** Aim of the task **
Reproduce every item below word for word, leaving out the pictures.
━━━━━━━━━━━━━━━━━━━━━━━━━━━━━━
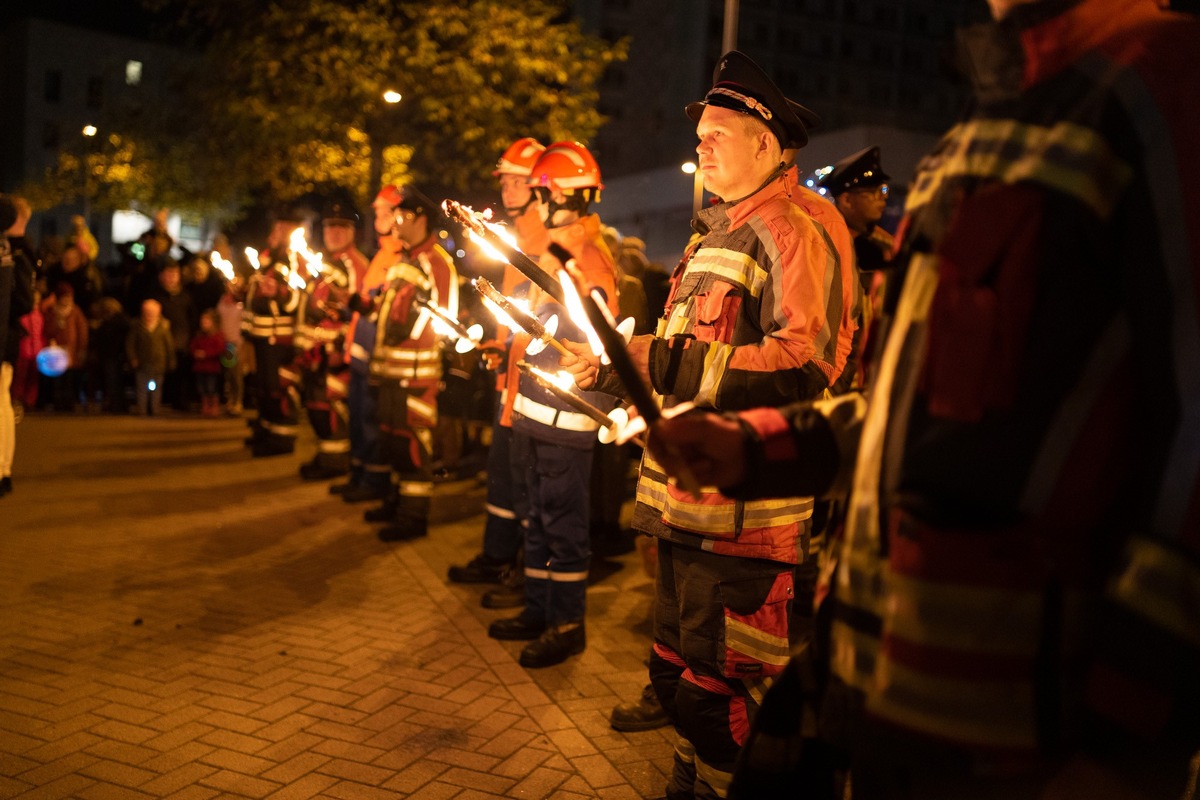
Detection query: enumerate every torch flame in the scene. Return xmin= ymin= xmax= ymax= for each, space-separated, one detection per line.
xmin=458 ymin=205 xmax=520 ymax=263
xmin=558 ymin=270 xmax=608 ymax=363
xmin=209 ymin=256 xmax=234 ymax=281
xmin=288 ymin=228 xmax=325 ymax=278
xmin=529 ymin=365 xmax=575 ymax=392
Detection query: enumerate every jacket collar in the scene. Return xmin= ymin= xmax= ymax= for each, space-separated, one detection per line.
xmin=696 ymin=164 xmax=797 ymax=230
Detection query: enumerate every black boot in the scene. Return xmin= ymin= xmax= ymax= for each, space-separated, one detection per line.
xmin=521 ymin=622 xmax=588 ymax=668
xmin=450 ymin=553 xmax=509 ymax=583
xmin=487 ymin=612 xmax=546 ymax=642
xmin=300 ymin=458 xmax=346 ymax=481
xmin=340 ymin=483 xmax=391 ymax=503
xmin=608 ymin=684 xmax=671 ymax=732
xmin=479 ymin=564 xmax=524 ymax=608
xmin=362 ymin=494 xmax=396 ymax=522
xmin=376 ymin=519 xmax=430 ymax=542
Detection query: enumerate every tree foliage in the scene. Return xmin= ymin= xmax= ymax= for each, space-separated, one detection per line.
xmin=23 ymin=0 xmax=626 ymax=219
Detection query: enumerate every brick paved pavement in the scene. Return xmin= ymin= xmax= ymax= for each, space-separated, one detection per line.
xmin=0 ymin=415 xmax=672 ymax=800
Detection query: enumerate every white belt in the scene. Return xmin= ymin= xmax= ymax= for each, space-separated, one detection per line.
xmin=512 ymin=395 xmax=600 ymax=431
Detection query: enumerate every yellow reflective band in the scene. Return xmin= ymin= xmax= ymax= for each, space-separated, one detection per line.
xmin=484 ymin=503 xmax=517 ymax=519
xmin=692 ymin=342 xmax=733 ymax=408
xmin=905 ymin=120 xmax=1133 ymax=219
xmin=384 ymin=261 xmax=430 ymax=289
xmin=886 ymin=573 xmax=1043 ymax=656
xmin=684 ymin=247 xmax=768 ymax=297
xmin=725 ymin=618 xmax=792 ymax=667
xmin=550 ymin=570 xmax=588 ymax=583
xmin=1109 ymin=539 xmax=1200 ymax=645
xmin=866 ymin=661 xmax=1037 ymax=748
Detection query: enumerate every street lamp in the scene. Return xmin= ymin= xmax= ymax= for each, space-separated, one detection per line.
xmin=79 ymin=125 xmax=96 ymax=223
xmin=367 ymin=89 xmax=404 ymax=194
xmin=679 ymin=161 xmax=704 ymax=215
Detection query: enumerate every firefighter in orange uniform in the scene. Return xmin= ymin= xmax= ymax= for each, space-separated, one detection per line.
xmin=296 ymin=203 xmax=367 ymax=481
xmin=365 ymin=186 xmax=458 ymax=542
xmin=488 ymin=142 xmax=617 ymax=667
xmin=450 ymin=137 xmax=548 ymax=608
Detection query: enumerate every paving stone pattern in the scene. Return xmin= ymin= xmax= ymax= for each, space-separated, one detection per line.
xmin=0 ymin=414 xmax=673 ymax=800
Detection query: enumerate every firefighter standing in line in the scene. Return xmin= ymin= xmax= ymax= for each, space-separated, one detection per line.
xmin=487 ymin=142 xmax=618 ymax=667
xmin=329 ymin=184 xmax=404 ymax=503
xmin=564 ymin=52 xmax=860 ymax=800
xmin=296 ymin=201 xmax=368 ymax=481
xmin=449 ymin=137 xmax=548 ymax=608
xmin=241 ymin=209 xmax=304 ymax=458
xmin=650 ymin=0 xmax=1200 ymax=800
xmin=364 ymin=186 xmax=458 ymax=542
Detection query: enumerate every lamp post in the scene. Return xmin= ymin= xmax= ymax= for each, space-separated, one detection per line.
xmin=367 ymin=89 xmax=403 ymax=196
xmin=679 ymin=161 xmax=704 ymax=215
xmin=79 ymin=125 xmax=96 ymax=224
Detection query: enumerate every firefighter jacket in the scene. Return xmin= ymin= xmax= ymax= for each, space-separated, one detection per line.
xmin=370 ymin=236 xmax=458 ymax=389
xmin=720 ymin=0 xmax=1200 ymax=777
xmin=509 ymin=215 xmax=617 ymax=450
xmin=295 ymin=247 xmax=367 ymax=398
xmin=634 ymin=167 xmax=862 ymax=564
xmin=241 ymin=258 xmax=301 ymax=344
xmin=346 ymin=235 xmax=404 ymax=375
xmin=496 ymin=203 xmax=550 ymax=398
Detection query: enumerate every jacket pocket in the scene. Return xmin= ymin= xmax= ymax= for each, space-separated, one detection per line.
xmin=718 ymin=570 xmax=796 ymax=678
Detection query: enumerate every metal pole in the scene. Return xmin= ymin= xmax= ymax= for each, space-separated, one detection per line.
xmin=721 ymin=0 xmax=738 ymax=53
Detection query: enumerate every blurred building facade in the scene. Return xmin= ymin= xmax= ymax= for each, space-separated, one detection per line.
xmin=0 ymin=14 xmax=204 ymax=261
xmin=575 ymin=0 xmax=988 ymax=261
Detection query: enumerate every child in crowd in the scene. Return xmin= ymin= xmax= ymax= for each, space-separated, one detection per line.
xmin=188 ymin=308 xmax=226 ymax=416
xmin=125 ymin=300 xmax=175 ymax=414
xmin=90 ymin=297 xmax=130 ymax=414
xmin=212 ymin=275 xmax=246 ymax=416
xmin=12 ymin=285 xmax=46 ymax=409
xmin=42 ymin=281 xmax=89 ymax=411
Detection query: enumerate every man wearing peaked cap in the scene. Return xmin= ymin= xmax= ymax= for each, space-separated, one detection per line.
xmin=552 ymin=52 xmax=860 ymax=799
xmin=685 ymin=50 xmax=821 ymax=149
xmin=820 ymin=146 xmax=893 ymax=280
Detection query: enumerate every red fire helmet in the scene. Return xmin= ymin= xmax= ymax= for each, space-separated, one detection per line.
xmin=529 ymin=142 xmax=604 ymax=191
xmin=492 ymin=137 xmax=546 ymax=178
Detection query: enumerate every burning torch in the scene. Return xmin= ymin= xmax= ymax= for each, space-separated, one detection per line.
xmin=442 ymin=200 xmax=563 ymax=302
xmin=474 ymin=277 xmax=571 ymax=355
xmin=517 ymin=361 xmax=642 ymax=445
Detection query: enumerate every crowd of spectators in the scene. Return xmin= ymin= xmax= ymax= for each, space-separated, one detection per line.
xmin=12 ymin=210 xmax=242 ymax=416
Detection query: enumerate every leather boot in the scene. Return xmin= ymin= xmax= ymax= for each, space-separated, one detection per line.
xmin=608 ymin=684 xmax=671 ymax=733
xmin=450 ymin=553 xmax=509 ymax=583
xmin=521 ymin=622 xmax=588 ymax=668
xmin=487 ymin=612 xmax=546 ymax=642
xmin=362 ymin=494 xmax=396 ymax=522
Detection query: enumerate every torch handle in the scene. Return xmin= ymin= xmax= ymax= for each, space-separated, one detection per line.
xmin=517 ymin=361 xmax=612 ymax=428
xmin=443 ymin=200 xmax=563 ymax=302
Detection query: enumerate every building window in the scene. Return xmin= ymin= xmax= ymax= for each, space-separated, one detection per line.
xmin=42 ymin=70 xmax=62 ymax=103
xmin=42 ymin=120 xmax=59 ymax=150
xmin=88 ymin=78 xmax=104 ymax=108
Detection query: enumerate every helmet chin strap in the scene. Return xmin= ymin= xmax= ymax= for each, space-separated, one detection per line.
xmin=535 ymin=190 xmax=588 ymax=228
xmin=504 ymin=192 xmax=538 ymax=218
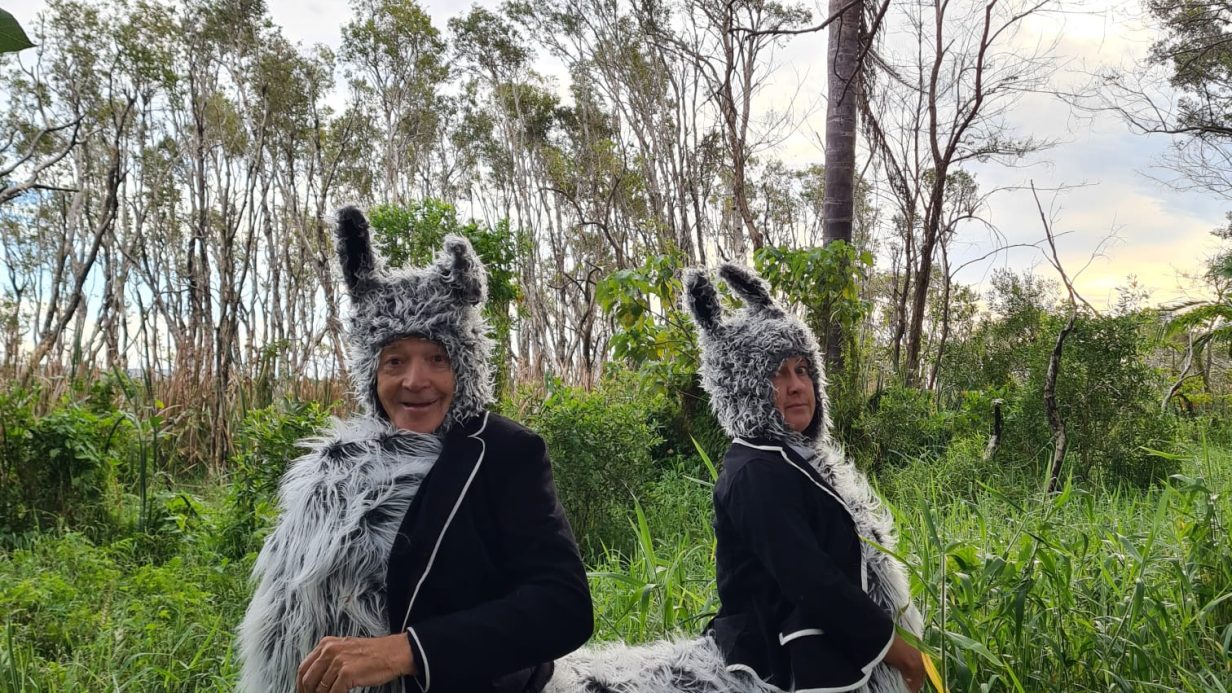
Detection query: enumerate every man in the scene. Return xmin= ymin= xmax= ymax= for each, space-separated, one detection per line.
xmin=239 ymin=207 xmax=593 ymax=693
━━━━━━━━━━━━━━━━━━━━━━━━━━━━━━
** Worked answer **
Detection query: enumerate every torch flame in the scene. Return xmin= ymin= xmax= ymax= for each, space-separated, one detection per line.
xmin=458 ymin=205 xmax=520 ymax=263
xmin=558 ymin=270 xmax=608 ymax=363
xmin=209 ymin=256 xmax=234 ymax=281
xmin=288 ymin=228 xmax=325 ymax=278
xmin=529 ymin=365 xmax=575 ymax=392
Detection query: enumerate every jacket collar in the scene. Return xmin= ymin= xmax= ymax= for each, space-separated, one detection per line.
xmin=696 ymin=164 xmax=797 ymax=230
Detection query: enumerate every black boot in the scene. Return xmin= ymin= xmax= ymax= for each, space-separated, one detection per line.
xmin=521 ymin=622 xmax=588 ymax=668
xmin=450 ymin=553 xmax=509 ymax=583
xmin=487 ymin=612 xmax=546 ymax=642
xmin=300 ymin=458 xmax=346 ymax=481
xmin=340 ymin=483 xmax=391 ymax=503
xmin=608 ymin=684 xmax=671 ymax=732
xmin=479 ymin=564 xmax=524 ymax=608
xmin=362 ymin=494 xmax=396 ymax=522
xmin=376 ymin=519 xmax=430 ymax=542
Detection query: enumerate every tree foliage in the scene. Return xmin= ymin= xmax= ymax= for each, space-separated, one detection per line.
xmin=23 ymin=0 xmax=626 ymax=219
Detection query: enumerate every brick paved pavement in the scene. Return xmin= ymin= xmax= ymax= for each, space-separated, one detection per line.
xmin=0 ymin=415 xmax=672 ymax=800
Detection query: enumerate every white belt in the scene. Return xmin= ymin= xmax= ymax= for each, space-separated, one detection per line.
xmin=512 ymin=395 xmax=600 ymax=431
Detection query: enumerate every yellow reflective band in the scene. Return xmin= ymin= xmax= ymax= for each, space-separated, one detection per line.
xmin=484 ymin=503 xmax=517 ymax=519
xmin=692 ymin=342 xmax=733 ymax=408
xmin=905 ymin=120 xmax=1133 ymax=219
xmin=384 ymin=261 xmax=430 ymax=289
xmin=886 ymin=573 xmax=1043 ymax=656
xmin=684 ymin=247 xmax=768 ymax=297
xmin=725 ymin=618 xmax=792 ymax=667
xmin=550 ymin=570 xmax=588 ymax=583
xmin=1109 ymin=539 xmax=1200 ymax=645
xmin=866 ymin=661 xmax=1037 ymax=748
Detection query: enumerate every street lamp in the scene. Return xmin= ymin= xmax= ymax= for each, space-separated, one detection per line.
xmin=79 ymin=125 xmax=96 ymax=223
xmin=367 ymin=89 xmax=404 ymax=194
xmin=679 ymin=161 xmax=704 ymax=215
Detection query: enumerate every firefighter in orange uniform in the scene. Return xmin= ymin= xmax= ymax= for each, space-separated, one detection per line.
xmin=296 ymin=203 xmax=367 ymax=481
xmin=365 ymin=186 xmax=458 ymax=542
xmin=488 ymin=142 xmax=617 ymax=667
xmin=450 ymin=137 xmax=548 ymax=608
Detection query: enumerate every paving stone pattern in the scene. Return xmin= ymin= xmax= ymax= for each, space-separated, one detection per line.
xmin=0 ymin=414 xmax=673 ymax=800
Detection query: enumerate every firefighter standing in line in the scene. Return xmin= ymin= xmax= ymax= for each, space-separated, one detection per line.
xmin=487 ymin=142 xmax=618 ymax=667
xmin=329 ymin=184 xmax=404 ymax=503
xmin=564 ymin=52 xmax=860 ymax=800
xmin=296 ymin=201 xmax=368 ymax=481
xmin=449 ymin=137 xmax=548 ymax=608
xmin=241 ymin=209 xmax=304 ymax=458
xmin=650 ymin=0 xmax=1200 ymax=800
xmin=364 ymin=186 xmax=458 ymax=542
Detection query: enumerate every lamp post in the scene. Return xmin= ymin= xmax= ymax= for each, space-separated, one detection per line.
xmin=367 ymin=89 xmax=403 ymax=196
xmin=679 ymin=161 xmax=704 ymax=215
xmin=79 ymin=125 xmax=96 ymax=224
Detection query: enumerate every firefighter jacket in the scene. Return xmin= ymin= xmax= ymax= for each, space-separated, one detection per line.
xmin=370 ymin=236 xmax=458 ymax=389
xmin=720 ymin=0 xmax=1200 ymax=777
xmin=509 ymin=215 xmax=617 ymax=450
xmin=295 ymin=247 xmax=367 ymax=398
xmin=634 ymin=167 xmax=862 ymax=564
xmin=241 ymin=258 xmax=301 ymax=344
xmin=346 ymin=235 xmax=404 ymax=375
xmin=496 ymin=203 xmax=550 ymax=398
Detection query: enumerate every jacket pocket in the scene. Return xmin= ymin= xmax= ymax= for each, space-separated, one detection per line.
xmin=718 ymin=570 xmax=796 ymax=678
Detection query: enumerate every metal pole in the scene. Return xmin= ymin= xmax= ymax= for each, space-separated, one detection per line.
xmin=721 ymin=0 xmax=738 ymax=53
Detection query: enumerate every blurred building facade in the scene. Return xmin= ymin= xmax= ymax= for each, space-separated, one detection per line.
xmin=0 ymin=14 xmax=204 ymax=261
xmin=575 ymin=0 xmax=988 ymax=261
Detection query: enumerate every child in crowd in the scene. Return xmin= ymin= xmax= ymax= for each, space-separated, one detection per line.
xmin=188 ymin=308 xmax=226 ymax=416
xmin=125 ymin=300 xmax=175 ymax=414
xmin=90 ymin=297 xmax=130 ymax=414
xmin=212 ymin=275 xmax=246 ymax=416
xmin=12 ymin=285 xmax=46 ymax=409
xmin=42 ymin=281 xmax=89 ymax=411
Detection query: enumerate every man wearing peaked cap in the scene. Return xmin= ymin= xmax= ymax= for each, space-separated, one detection per line.
xmin=552 ymin=52 xmax=860 ymax=799
xmin=685 ymin=50 xmax=821 ymax=149
xmin=820 ymin=146 xmax=893 ymax=280
Detection query: enumerate every red fire helmet in the scene. Return xmin= ymin= xmax= ymax= for each, space-separated, one detection per line.
xmin=529 ymin=142 xmax=604 ymax=191
xmin=492 ymin=137 xmax=546 ymax=178
Detection query: enumerate every burning torch in the scene. Return xmin= ymin= xmax= ymax= for each, space-separated, one detection per line.
xmin=442 ymin=200 xmax=563 ymax=302
xmin=474 ymin=277 xmax=571 ymax=355
xmin=517 ymin=361 xmax=642 ymax=445
Detection query: enumerate every crowd of spectators in the scene. Return xmin= ymin= xmax= ymax= for each, space-separated, one detection per line.
xmin=12 ymin=210 xmax=242 ymax=416
Detection query: enumerate every leather boot in the scene. Return xmin= ymin= xmax= ymax= for each, space-separated, one detection per line.
xmin=608 ymin=684 xmax=671 ymax=733
xmin=450 ymin=553 xmax=509 ymax=583
xmin=521 ymin=622 xmax=588 ymax=668
xmin=487 ymin=612 xmax=546 ymax=642
xmin=362 ymin=494 xmax=396 ymax=522
Detection query: enumerate every torch handle in the scene. Return xmin= ymin= xmax= ymax= for each, space-separated, one detection per line.
xmin=517 ymin=361 xmax=612 ymax=428
xmin=443 ymin=200 xmax=563 ymax=302
Detection query: enumerate every building window in the scene. Return xmin= ymin= xmax= ymax= for each, space-separated, one detection per line.
xmin=42 ymin=70 xmax=62 ymax=103
xmin=42 ymin=120 xmax=59 ymax=150
xmin=88 ymin=78 xmax=104 ymax=108
Detection query: enumerate every helmet chin strap in the scene. Return xmin= ymin= xmax= ymax= for each, space-separated, one detection per line.
xmin=535 ymin=190 xmax=588 ymax=228
xmin=504 ymin=192 xmax=538 ymax=218
Detection query: enumerate every man in the scene. Return xmin= ymin= xmax= ymax= for each, space-separated, one detection per line.
xmin=239 ymin=207 xmax=593 ymax=693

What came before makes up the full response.